### [EXERCISE AIM]
Please lay out everything from the start of the records down to the line containing "x=323 y=453", both ends included, as a Markdown table with the columns No. and Line. Skip blank lines and leave the pictures out.

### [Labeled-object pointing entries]
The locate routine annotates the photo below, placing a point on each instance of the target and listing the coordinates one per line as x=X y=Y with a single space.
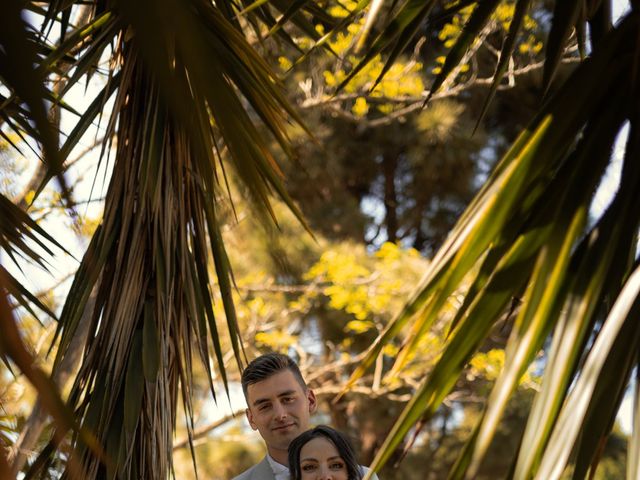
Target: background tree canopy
x=438 y=267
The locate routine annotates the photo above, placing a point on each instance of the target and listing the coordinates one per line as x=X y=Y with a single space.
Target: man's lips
x=281 y=428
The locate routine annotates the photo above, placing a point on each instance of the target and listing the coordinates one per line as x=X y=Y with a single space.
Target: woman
x=323 y=453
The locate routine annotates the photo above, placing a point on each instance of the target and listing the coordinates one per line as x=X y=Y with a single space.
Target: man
x=279 y=407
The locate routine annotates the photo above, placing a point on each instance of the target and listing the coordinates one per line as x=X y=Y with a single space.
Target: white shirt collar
x=281 y=472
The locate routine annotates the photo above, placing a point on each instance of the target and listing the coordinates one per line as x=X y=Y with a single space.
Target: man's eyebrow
x=286 y=393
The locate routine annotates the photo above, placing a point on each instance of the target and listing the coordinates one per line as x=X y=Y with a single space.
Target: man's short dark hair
x=267 y=365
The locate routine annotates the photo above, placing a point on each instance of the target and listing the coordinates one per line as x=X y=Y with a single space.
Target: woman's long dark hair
x=341 y=443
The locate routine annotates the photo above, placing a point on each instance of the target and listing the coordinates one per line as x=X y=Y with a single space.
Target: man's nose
x=280 y=411
x=324 y=473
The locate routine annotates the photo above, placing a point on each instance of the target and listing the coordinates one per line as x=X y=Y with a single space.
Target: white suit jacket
x=262 y=471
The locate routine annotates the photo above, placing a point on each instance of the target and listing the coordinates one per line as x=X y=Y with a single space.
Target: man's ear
x=250 y=418
x=313 y=402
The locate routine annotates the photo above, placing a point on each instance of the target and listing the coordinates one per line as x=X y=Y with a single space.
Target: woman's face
x=320 y=460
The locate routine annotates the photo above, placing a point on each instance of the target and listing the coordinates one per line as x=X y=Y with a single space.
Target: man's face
x=279 y=408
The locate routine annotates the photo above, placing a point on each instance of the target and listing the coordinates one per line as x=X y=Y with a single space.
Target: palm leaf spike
x=574 y=323
x=619 y=336
x=439 y=266
x=371 y=18
x=565 y=17
x=574 y=409
x=587 y=164
x=445 y=374
x=476 y=23
x=567 y=123
x=570 y=118
x=633 y=449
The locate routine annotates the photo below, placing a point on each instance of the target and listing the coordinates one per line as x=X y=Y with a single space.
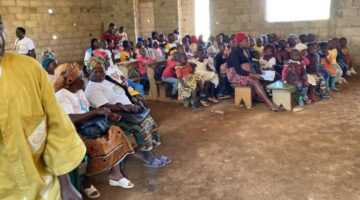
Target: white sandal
x=123 y=182
x=91 y=192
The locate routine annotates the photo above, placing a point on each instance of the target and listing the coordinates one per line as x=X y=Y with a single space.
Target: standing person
x=239 y=70
x=23 y=44
x=39 y=145
x=110 y=33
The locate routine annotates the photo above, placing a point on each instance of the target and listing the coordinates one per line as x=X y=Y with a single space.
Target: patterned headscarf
x=95 y=62
x=65 y=75
x=47 y=57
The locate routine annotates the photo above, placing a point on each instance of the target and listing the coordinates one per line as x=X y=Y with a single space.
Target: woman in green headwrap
x=102 y=91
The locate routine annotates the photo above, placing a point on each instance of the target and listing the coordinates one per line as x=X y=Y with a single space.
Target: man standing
x=38 y=142
x=23 y=44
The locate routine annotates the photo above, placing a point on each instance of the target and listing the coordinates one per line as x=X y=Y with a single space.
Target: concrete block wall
x=187 y=17
x=166 y=15
x=146 y=17
x=230 y=16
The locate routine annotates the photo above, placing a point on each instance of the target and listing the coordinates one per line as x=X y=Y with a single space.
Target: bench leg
x=282 y=97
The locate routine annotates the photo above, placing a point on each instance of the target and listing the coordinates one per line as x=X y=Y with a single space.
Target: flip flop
x=123 y=182
x=91 y=192
x=155 y=164
x=165 y=159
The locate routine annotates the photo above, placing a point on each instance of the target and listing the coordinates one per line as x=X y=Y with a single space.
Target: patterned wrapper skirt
x=143 y=133
x=236 y=79
x=107 y=151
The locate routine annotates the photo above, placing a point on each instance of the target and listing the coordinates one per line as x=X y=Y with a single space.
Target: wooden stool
x=243 y=94
x=283 y=94
x=162 y=89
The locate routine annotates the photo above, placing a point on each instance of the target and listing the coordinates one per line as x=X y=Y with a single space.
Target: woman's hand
x=115 y=117
x=103 y=111
x=132 y=108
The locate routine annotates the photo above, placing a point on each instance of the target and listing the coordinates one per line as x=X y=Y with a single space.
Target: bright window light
x=297 y=10
x=202 y=18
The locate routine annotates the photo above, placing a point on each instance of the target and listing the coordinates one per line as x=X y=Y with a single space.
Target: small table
x=282 y=94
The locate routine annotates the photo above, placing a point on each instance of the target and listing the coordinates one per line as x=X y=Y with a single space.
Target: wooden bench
x=243 y=94
x=283 y=94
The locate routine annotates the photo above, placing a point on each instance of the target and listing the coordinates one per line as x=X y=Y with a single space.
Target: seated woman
x=49 y=63
x=188 y=81
x=136 y=90
x=68 y=86
x=240 y=73
x=104 y=92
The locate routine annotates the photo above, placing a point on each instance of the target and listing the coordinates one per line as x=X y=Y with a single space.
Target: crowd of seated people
x=199 y=73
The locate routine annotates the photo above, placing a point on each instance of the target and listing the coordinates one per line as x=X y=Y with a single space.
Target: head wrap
x=240 y=36
x=95 y=62
x=272 y=47
x=46 y=61
x=47 y=57
x=140 y=39
x=301 y=47
x=65 y=75
x=101 y=54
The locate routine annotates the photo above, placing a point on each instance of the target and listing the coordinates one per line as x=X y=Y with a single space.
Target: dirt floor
x=252 y=154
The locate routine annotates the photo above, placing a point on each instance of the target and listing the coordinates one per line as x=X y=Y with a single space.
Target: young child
x=252 y=43
x=327 y=70
x=315 y=79
x=223 y=90
x=294 y=74
x=255 y=62
x=157 y=51
x=283 y=55
x=331 y=56
x=127 y=53
x=346 y=55
x=188 y=87
x=340 y=61
x=208 y=75
x=162 y=42
x=268 y=60
x=259 y=45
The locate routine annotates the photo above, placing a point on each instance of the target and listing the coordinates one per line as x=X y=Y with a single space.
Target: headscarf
x=65 y=75
x=272 y=47
x=193 y=39
x=47 y=57
x=301 y=47
x=240 y=36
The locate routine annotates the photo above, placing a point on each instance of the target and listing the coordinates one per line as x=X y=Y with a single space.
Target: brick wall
x=166 y=15
x=146 y=18
x=187 y=17
x=230 y=16
x=74 y=22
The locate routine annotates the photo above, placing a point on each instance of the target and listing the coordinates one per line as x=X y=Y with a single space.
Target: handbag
x=94 y=128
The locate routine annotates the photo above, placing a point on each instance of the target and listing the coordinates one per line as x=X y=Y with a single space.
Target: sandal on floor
x=165 y=159
x=123 y=182
x=91 y=192
x=155 y=164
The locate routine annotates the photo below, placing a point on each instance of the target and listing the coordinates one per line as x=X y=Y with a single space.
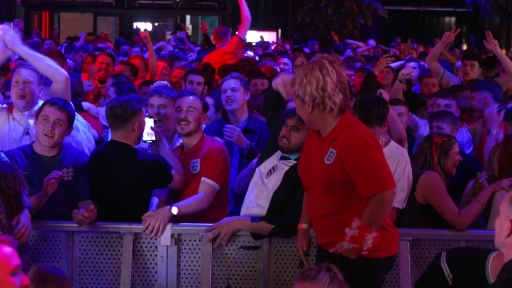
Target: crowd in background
x=402 y=135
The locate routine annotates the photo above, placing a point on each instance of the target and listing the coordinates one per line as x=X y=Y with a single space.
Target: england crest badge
x=67 y=173
x=329 y=158
x=195 y=166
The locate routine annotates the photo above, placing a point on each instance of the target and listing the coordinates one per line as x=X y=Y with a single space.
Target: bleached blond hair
x=324 y=83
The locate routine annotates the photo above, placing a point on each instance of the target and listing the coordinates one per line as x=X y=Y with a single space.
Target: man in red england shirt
x=230 y=49
x=205 y=160
x=349 y=186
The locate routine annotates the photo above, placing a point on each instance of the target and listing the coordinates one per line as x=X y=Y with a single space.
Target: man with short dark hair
x=56 y=173
x=258 y=81
x=485 y=96
x=373 y=112
x=125 y=182
x=243 y=134
x=161 y=101
x=195 y=79
x=204 y=198
x=230 y=49
x=16 y=122
x=271 y=184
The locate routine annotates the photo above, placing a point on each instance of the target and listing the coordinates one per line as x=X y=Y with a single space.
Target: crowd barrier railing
x=120 y=255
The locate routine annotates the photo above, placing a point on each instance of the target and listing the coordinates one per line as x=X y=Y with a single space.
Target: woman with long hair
x=429 y=204
x=12 y=193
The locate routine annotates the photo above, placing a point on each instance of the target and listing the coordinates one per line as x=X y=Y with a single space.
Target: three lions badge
x=331 y=155
x=195 y=166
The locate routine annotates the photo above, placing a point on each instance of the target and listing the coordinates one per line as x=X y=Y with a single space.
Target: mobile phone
x=149 y=135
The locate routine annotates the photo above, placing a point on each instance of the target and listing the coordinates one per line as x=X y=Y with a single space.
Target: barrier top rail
x=193 y=228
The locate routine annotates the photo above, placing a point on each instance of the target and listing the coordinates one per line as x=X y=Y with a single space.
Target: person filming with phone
x=126 y=182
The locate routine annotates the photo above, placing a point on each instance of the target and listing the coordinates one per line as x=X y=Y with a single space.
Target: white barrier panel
x=119 y=255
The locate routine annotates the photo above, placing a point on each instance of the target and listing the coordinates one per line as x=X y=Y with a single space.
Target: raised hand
x=10 y=38
x=51 y=182
x=84 y=216
x=145 y=36
x=449 y=37
x=204 y=27
x=491 y=43
x=405 y=74
x=383 y=62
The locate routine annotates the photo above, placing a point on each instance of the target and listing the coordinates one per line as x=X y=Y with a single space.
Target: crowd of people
x=276 y=139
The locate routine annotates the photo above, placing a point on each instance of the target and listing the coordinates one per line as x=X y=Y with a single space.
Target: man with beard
x=124 y=181
x=204 y=198
x=271 y=184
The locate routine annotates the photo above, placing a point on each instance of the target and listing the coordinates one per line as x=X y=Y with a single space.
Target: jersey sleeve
x=403 y=179
x=216 y=165
x=366 y=165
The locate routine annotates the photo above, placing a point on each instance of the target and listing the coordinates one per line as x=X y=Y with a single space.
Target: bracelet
x=479 y=202
x=492 y=132
x=304 y=226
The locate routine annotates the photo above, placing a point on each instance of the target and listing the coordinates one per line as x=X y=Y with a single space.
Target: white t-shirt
x=400 y=165
x=18 y=129
x=264 y=182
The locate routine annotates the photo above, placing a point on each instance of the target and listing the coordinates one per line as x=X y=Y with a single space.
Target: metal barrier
x=119 y=255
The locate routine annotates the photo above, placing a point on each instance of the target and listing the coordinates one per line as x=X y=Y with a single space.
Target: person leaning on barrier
x=124 y=181
x=323 y=275
x=56 y=173
x=15 y=219
x=204 y=197
x=26 y=90
x=11 y=275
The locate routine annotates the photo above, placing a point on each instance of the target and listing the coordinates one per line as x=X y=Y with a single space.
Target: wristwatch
x=255 y=219
x=174 y=210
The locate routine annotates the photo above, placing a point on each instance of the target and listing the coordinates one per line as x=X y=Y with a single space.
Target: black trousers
x=361 y=272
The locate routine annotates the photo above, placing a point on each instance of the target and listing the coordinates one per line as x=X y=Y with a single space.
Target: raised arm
x=204 y=28
x=246 y=19
x=494 y=47
x=61 y=86
x=355 y=43
x=433 y=56
x=151 y=55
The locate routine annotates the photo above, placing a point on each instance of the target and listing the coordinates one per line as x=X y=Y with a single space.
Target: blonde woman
x=349 y=186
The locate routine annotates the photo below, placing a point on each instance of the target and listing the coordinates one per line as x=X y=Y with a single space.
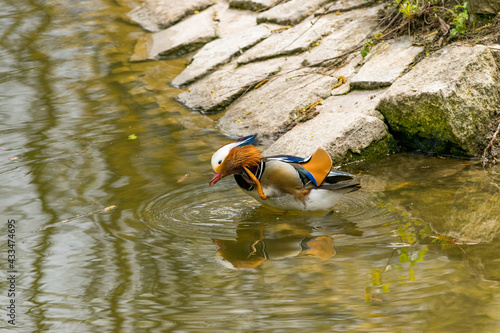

### [SOLUTION]
| No. | Line |
|---|---|
| 1 | The locate routine annotates the photo below, placing a point on each instance of the target and listing the coordinates one per line as x=X y=Y with a single space. |
| 2 | Target: background tree canopy |
| 3 | x=438 y=267 |
| 4 | The locate routine annotates the photo above, placing a point on each instance of the target and listing the coordinates one per line as x=X y=Y with a single space. |
| 5 | Target: man's lips |
| 6 | x=281 y=428 |
| 7 | The locate routine annotates the photo above, placing a point on each instance of the target and listing the coordinates one per line as x=X y=Y with a single space. |
| 8 | Target: woman |
| 9 | x=323 y=453 |